WHAT YOU ARE ASKED TO DO:
Give the number of lines in the data that hold the word "road", and nothing else.
GIVEN DATA below:
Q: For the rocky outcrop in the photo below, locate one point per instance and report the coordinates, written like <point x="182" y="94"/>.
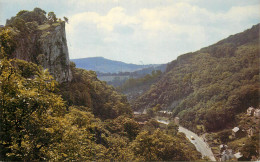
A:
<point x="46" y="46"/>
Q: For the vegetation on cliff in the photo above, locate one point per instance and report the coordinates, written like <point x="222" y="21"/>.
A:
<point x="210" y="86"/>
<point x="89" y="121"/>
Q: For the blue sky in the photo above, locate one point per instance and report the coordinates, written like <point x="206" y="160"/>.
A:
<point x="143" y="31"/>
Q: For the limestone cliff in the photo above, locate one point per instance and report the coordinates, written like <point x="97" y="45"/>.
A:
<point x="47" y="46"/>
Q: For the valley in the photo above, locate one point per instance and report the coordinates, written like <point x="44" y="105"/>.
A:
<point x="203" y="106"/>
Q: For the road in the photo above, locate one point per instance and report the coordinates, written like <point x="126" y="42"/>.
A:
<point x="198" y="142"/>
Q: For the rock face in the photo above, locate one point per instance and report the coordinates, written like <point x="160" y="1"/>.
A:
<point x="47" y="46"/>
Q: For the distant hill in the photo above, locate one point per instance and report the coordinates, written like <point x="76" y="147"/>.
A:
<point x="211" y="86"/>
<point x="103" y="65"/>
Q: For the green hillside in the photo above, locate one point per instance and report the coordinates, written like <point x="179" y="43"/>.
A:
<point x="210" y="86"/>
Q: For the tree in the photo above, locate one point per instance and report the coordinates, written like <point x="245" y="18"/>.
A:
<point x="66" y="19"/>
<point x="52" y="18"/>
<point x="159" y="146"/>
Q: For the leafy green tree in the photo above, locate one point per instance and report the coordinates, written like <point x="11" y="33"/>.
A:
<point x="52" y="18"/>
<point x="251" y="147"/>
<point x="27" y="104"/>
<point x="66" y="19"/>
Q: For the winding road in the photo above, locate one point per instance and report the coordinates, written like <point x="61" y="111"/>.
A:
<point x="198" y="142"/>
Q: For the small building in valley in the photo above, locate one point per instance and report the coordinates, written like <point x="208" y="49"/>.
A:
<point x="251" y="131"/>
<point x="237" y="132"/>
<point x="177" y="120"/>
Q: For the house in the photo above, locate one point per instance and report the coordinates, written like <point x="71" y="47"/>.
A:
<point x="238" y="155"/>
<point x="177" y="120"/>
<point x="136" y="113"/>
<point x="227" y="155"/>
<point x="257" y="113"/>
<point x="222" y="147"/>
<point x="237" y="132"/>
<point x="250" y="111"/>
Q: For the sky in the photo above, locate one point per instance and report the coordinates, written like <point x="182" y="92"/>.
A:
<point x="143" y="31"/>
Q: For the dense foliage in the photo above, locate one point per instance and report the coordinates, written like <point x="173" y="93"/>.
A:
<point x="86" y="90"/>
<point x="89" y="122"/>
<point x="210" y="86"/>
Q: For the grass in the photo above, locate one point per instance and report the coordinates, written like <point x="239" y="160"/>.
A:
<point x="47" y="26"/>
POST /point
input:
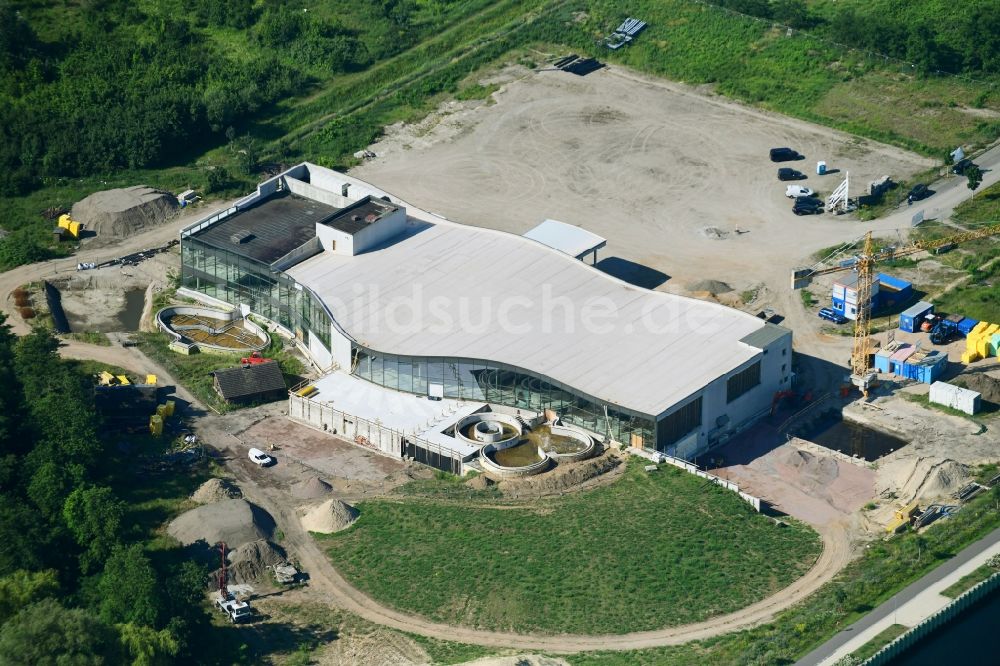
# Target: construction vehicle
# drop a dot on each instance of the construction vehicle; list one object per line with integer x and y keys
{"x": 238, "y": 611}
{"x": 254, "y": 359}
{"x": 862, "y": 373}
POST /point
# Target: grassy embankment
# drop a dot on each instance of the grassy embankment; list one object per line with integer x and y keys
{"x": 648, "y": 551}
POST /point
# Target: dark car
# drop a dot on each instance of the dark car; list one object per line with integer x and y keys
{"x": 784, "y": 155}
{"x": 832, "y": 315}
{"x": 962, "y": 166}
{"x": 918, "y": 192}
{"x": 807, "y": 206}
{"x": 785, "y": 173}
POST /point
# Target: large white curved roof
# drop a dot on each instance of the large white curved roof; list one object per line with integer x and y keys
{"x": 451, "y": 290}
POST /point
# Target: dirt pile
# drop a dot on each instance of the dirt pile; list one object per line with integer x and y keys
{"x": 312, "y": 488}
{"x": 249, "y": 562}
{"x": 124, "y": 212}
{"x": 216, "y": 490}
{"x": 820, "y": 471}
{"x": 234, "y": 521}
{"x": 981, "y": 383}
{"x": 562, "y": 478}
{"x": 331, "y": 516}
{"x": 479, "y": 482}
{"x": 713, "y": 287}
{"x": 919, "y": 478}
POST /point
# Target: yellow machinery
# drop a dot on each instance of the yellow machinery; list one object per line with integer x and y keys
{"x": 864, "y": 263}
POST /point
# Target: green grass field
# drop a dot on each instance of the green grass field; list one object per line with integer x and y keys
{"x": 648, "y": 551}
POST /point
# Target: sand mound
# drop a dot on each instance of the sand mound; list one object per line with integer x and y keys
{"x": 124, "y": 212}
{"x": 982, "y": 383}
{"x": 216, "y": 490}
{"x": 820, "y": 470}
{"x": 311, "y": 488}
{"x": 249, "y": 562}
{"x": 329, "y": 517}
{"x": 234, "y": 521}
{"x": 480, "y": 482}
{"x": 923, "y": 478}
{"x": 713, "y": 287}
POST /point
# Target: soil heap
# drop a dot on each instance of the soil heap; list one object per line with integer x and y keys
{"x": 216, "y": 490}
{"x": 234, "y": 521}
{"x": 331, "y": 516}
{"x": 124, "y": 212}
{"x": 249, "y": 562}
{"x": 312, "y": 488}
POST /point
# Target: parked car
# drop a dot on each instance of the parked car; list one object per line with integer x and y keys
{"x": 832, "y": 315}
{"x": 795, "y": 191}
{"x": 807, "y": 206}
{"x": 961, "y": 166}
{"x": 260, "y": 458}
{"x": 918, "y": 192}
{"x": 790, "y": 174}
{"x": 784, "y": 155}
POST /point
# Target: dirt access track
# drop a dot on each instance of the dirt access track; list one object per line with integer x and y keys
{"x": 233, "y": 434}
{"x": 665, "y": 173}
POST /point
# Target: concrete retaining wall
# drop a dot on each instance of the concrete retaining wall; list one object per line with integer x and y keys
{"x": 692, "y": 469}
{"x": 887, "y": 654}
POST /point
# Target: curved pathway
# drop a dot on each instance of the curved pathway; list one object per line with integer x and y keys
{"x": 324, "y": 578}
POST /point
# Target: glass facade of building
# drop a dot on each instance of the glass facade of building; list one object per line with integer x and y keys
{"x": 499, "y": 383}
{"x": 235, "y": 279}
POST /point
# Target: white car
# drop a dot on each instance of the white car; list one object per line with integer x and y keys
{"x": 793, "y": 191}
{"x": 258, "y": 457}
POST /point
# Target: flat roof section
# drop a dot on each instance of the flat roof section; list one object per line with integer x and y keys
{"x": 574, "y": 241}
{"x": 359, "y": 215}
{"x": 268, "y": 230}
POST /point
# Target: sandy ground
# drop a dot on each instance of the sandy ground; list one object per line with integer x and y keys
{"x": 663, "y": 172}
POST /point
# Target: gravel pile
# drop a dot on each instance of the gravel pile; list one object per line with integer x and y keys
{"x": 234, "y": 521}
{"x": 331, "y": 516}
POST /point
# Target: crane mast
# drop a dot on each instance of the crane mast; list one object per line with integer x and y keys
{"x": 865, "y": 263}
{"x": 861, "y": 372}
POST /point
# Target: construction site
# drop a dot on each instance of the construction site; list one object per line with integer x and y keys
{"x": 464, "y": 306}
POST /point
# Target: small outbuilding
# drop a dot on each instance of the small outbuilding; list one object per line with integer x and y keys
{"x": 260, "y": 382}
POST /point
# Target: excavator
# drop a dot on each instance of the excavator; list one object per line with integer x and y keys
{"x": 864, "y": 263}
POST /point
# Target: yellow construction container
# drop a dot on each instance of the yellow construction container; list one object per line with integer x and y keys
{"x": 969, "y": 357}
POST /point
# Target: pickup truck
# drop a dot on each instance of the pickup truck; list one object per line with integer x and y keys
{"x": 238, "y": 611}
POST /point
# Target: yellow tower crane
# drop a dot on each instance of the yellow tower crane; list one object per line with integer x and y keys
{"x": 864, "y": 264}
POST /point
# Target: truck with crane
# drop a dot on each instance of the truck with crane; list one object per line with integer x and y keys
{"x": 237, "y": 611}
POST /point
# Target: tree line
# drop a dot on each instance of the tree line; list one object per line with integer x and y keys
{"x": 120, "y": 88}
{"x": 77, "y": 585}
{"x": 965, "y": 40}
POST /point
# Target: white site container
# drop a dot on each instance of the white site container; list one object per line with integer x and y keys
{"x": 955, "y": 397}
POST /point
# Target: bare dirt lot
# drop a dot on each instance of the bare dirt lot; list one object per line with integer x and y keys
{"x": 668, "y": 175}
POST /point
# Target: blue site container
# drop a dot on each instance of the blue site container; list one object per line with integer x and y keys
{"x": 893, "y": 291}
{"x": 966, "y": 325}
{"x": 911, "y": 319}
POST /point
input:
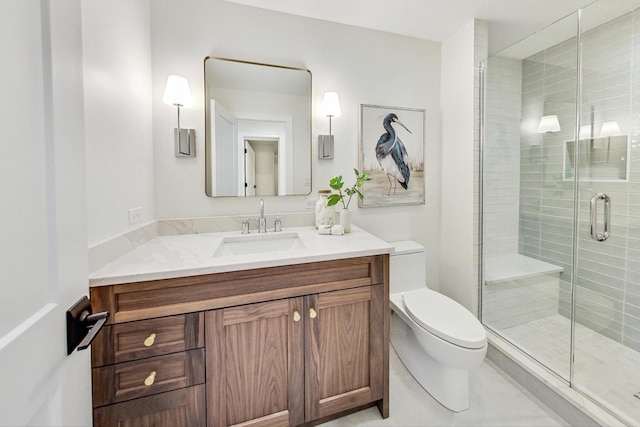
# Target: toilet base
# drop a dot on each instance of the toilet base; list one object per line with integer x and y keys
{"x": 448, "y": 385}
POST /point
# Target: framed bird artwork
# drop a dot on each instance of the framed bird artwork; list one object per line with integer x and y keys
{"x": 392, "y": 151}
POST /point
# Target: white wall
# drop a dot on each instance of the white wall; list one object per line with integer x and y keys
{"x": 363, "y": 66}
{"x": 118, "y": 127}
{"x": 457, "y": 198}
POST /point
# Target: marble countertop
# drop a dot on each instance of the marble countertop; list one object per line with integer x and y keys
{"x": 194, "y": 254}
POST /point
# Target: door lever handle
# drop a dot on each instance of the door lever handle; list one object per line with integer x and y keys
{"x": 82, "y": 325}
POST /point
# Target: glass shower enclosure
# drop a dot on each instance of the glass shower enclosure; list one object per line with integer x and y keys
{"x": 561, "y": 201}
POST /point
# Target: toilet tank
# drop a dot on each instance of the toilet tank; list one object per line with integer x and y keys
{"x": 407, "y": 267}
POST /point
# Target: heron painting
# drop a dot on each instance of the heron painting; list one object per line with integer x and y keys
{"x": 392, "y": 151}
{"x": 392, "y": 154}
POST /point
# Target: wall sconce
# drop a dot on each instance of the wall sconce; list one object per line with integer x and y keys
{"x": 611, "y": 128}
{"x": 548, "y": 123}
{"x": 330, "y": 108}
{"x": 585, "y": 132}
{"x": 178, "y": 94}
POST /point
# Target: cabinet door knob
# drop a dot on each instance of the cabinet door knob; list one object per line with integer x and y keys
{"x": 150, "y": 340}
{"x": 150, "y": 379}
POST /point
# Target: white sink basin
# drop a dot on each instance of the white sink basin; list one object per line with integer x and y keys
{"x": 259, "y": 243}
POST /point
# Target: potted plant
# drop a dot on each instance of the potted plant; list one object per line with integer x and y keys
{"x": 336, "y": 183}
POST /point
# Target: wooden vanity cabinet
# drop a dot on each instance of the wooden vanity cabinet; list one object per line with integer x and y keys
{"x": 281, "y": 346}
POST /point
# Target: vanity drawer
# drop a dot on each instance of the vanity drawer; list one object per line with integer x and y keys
End of GIVEN DATA.
SOLUTION TO THIS EXERCISE:
2